*GOAL*.
Collect and copy out every line of the rows below that contains the string "wall". Case counts when matching.

:: THE DATA

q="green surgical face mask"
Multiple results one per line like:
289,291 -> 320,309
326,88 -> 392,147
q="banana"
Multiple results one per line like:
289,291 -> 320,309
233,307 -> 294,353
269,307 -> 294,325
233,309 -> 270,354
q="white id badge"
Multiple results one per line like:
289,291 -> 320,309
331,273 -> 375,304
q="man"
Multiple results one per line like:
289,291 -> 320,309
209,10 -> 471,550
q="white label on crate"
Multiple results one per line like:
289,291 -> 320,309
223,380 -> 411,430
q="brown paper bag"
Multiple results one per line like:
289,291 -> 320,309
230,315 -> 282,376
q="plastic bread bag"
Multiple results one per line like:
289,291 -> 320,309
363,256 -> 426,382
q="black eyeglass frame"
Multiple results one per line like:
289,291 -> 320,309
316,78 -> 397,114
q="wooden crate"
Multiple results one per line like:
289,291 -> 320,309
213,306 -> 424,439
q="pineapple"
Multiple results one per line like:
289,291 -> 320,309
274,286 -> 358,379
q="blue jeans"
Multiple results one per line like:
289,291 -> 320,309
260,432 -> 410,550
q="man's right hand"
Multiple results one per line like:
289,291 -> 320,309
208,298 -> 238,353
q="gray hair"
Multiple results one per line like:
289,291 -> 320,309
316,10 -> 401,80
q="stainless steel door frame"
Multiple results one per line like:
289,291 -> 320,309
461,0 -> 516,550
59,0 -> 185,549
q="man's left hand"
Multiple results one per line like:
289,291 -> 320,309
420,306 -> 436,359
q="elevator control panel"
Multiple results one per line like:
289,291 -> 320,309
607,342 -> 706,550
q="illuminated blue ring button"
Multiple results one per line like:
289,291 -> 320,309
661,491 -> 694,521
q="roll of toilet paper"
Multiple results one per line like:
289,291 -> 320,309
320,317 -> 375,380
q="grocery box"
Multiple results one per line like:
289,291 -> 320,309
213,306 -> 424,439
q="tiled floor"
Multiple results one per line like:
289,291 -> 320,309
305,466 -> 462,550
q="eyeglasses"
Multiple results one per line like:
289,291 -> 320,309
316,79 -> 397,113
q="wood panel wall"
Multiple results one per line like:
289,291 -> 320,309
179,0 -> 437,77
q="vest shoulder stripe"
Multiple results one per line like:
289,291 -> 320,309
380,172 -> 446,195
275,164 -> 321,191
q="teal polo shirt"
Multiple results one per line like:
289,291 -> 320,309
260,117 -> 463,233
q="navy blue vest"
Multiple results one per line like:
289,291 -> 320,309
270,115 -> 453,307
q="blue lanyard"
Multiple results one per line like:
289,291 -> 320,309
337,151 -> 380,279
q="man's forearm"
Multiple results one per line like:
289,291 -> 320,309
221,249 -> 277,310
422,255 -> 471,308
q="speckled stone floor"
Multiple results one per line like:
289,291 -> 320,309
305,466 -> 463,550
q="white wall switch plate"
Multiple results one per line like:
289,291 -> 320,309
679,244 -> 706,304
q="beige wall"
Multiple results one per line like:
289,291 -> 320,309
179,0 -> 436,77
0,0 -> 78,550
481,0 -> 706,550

::::

*ANSWER TO THE TASK*.
q="wood panel wall"
q="white wall switch plate"
q="beige wall"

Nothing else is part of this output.